American mathematician

Wei Ho is an American mathematician specializing in number theory, algebraic geometry, arithmetic geometry, and representation theory. She is an associate professor of mathematics at the University of Michigan in Ann Arbor, Michigan.

==Education and career==
Wei Ho grew up in Wisconsin where she attended New Berlin West High School in New Berlin, Wisconsin. She was raised with a Chinese upbringing. During her middle and high school years, she participated in the Wisconsin Math League, the MATHCOUNTS competition, and the American Invitational Mathematics Examination (AIME), the USA Mathematical Talent Search (USAMTS). After her freshman year at New Berlin, Ho attended the Young Scholar Summer Program (YSSP) at the Rose-Hulman Institute of Technology in Terre Haute, Indiana. Her performance on the US National Chemistry Olympiad qualified her for a two-week study camp at the US Air Force Academy in Air Force, Colorado. Ho played on the varsity tennis team and played violin in various orchestras while at New Berlin.

In 2003, Ho received both Master's and bachelor's degrees from Harvard University in Cambridge, Massachusetts. While at Harvard, she completed a senior honors thesis entitled The Main Conjecture of Iwasawa Theory under the supervision of Noam Elkies. After college, Ho won a Harvard Herchel Smith Fellowship in Science, which enabled her to spend a year abroad at the University of Cambridge in Cambridge, England, where she completed Part III of the Mathematical Tripos with distinction. In 2009, she completed her PhD in mathematics at Princeton University in Princeton, New Jersey, under the supervision of Manjul Bhargava. She was awarded a National Science Foundation (NSF) Postdoctoral Fellowship, which enabled her to conduct research at Harvard and Princeton.

Point localization data:

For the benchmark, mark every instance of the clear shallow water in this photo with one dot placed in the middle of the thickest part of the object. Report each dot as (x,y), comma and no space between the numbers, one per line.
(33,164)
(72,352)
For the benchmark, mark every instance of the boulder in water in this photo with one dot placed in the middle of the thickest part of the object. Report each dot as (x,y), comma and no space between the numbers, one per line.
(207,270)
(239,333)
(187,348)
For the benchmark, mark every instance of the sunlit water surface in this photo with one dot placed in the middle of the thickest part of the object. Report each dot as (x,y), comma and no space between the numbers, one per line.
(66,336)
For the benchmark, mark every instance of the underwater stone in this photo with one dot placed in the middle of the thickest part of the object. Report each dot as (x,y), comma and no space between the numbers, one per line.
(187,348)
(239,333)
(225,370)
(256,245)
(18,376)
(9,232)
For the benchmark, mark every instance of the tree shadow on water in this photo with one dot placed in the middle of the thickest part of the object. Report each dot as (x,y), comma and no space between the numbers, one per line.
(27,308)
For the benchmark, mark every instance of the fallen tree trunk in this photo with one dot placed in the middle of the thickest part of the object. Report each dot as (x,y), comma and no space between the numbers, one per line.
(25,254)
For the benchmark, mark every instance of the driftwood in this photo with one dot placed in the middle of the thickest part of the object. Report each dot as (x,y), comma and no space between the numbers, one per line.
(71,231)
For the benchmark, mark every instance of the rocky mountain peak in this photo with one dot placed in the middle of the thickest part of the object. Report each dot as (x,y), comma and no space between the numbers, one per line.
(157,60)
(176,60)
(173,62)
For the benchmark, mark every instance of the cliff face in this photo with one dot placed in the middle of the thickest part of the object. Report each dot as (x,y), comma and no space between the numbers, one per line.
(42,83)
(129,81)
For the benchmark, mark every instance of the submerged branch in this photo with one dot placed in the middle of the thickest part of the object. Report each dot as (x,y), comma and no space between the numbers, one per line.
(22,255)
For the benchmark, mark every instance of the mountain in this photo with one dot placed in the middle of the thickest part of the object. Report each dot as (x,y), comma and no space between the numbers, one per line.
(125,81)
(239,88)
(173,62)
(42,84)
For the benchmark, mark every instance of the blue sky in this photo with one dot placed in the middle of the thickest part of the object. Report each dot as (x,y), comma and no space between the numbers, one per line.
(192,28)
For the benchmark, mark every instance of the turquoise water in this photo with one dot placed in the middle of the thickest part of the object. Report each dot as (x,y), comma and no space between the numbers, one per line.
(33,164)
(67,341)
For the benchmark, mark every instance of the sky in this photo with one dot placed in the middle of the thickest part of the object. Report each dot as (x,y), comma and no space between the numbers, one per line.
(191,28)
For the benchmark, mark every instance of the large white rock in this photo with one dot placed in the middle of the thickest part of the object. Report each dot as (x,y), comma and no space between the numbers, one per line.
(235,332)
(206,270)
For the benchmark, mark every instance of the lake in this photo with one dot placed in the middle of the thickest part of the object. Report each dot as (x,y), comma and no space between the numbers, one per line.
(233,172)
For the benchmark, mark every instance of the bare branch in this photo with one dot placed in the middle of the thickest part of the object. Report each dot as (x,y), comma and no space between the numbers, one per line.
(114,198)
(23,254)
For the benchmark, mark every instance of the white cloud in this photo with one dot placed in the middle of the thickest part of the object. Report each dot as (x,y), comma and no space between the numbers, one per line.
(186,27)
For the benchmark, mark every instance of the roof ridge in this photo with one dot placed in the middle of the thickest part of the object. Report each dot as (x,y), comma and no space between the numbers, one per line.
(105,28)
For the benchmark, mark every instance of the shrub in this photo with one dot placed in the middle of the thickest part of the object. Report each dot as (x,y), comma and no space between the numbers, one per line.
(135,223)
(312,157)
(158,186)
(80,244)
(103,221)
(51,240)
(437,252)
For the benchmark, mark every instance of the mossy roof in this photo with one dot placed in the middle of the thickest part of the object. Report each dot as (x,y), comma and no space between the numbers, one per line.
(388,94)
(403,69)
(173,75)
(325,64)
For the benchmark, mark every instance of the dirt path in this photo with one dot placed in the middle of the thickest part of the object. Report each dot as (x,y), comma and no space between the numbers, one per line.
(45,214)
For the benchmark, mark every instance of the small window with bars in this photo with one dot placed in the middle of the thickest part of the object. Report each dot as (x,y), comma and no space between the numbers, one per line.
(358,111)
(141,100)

= Problem requirements =
Could you write the next part of the Wei Ho biography, starting right after its final sentence?

= Result for this task =
In 2010, Ho became a Joseph Fels Ritt Assistant Professor at Columbia University in New York. Ho joined the faculty at the University of Michigan as an assistant professor in 2014 and was promoted to associate professor in 2019.

==Recognition==
In 1994, at the age of 10, Ho got an 800 on the math portion of the SAT subject test, becoming perhaps the youngest girl to achieve that feat at the time. In 1999, Ho won a Gold Medal while representing the US at the International Chemistry Olympiad. In 2003, the Association for Women in Mathematics selected Ho as a runner-up for the Alice T. Schafer Prize for Excellence in Mathematics by an Undergraduate Woman. In that same year, Ho received the Herman Peries Prize for excellent performance in the Mathematical Tripos at Emmanuel College, University of Cambridge. In 2017, Ho was awarded a Sloan Research Fellowship by the Alfred P. Sloan Foundation.

In 2022 Ho became the director of the Women and Mathematics program at the Institute for Advanced Study, Princeton. She was named to the 2023 class of Fellows of the American Mathematical Society, "for contributions to number theory and algebraic geometry, and for service to the mathematical community".